• Requirement
Output every record word for word.

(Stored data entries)
:::::
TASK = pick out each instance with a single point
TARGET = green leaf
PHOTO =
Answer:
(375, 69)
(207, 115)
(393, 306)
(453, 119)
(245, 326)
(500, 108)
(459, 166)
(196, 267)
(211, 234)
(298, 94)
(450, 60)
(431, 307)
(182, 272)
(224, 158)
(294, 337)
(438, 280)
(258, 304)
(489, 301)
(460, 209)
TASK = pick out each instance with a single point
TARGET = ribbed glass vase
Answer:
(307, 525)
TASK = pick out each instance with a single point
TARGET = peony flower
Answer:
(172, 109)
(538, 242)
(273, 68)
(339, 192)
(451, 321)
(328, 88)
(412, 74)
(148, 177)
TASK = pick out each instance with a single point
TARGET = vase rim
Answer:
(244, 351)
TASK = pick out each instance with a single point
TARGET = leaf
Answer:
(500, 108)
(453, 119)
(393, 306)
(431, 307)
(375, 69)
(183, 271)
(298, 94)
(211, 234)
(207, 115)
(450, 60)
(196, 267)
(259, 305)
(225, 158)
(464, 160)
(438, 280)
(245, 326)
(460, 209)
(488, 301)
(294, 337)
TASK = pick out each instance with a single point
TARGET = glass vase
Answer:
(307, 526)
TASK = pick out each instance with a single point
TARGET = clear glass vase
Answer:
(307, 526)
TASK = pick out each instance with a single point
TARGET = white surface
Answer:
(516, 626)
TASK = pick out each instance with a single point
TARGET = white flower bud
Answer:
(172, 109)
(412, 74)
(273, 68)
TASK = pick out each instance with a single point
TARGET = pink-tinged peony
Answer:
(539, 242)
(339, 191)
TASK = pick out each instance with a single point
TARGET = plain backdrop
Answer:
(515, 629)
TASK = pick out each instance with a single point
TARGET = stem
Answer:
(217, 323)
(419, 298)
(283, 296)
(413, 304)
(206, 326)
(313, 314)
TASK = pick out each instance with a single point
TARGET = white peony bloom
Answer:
:::::
• Your response
TASK = pick out each instance with a single point
TARGET = green leaf
PHOTO =
Answer:
(375, 69)
(207, 115)
(393, 306)
(453, 119)
(245, 326)
(500, 108)
(459, 166)
(196, 267)
(211, 234)
(298, 94)
(450, 60)
(431, 307)
(182, 272)
(224, 158)
(294, 337)
(438, 280)
(258, 304)
(489, 301)
(460, 209)
TASK = pick out each instance with a single point
TARGET = ribbed glass vase
Answer:
(307, 525)
TASK = pick out each instance with a single point
TARGET = peony flower
Answer:
(172, 109)
(538, 242)
(273, 68)
(339, 192)
(451, 321)
(328, 88)
(412, 74)
(148, 177)
TASK = pick out each instance with a single point
TARGET = vase rim
Answer:
(244, 351)
TASK = pick out each instance with a single point
TARGET = leaf
Answer:
(500, 108)
(453, 119)
(393, 306)
(431, 307)
(375, 69)
(183, 271)
(298, 94)
(211, 234)
(207, 115)
(450, 60)
(196, 267)
(259, 305)
(225, 158)
(464, 160)
(438, 280)
(245, 326)
(460, 209)
(488, 301)
(294, 337)
TASK = pick out each instance with a single point
TARGET = glass vase
Answer:
(307, 526)
TASK = pick out each instance with a single point
TARGET = clear glass vase
Answer:
(307, 526)
TASK = pick out each instance with a single point
TARGET = white surface
Answer:
(516, 626)
TASK = pick out each instance with a single point
TARGET = white flower bud
Answer:
(172, 109)
(412, 74)
(273, 68)
TASK = pick out each instance with a single point
TARGET = pink-tinged peony
Answer:
(539, 242)
(339, 191)
TASK = pick out each instance with a single point
TARGET = plain backdrop
Answer:
(515, 629)
TASK = pick out each instance with a single point
TARGET = stem
Answer:
(217, 323)
(419, 298)
(283, 296)
(413, 304)
(206, 326)
(313, 314)
TASK = pick out each instance with a single point
TARGET = white peony bloom
Answer:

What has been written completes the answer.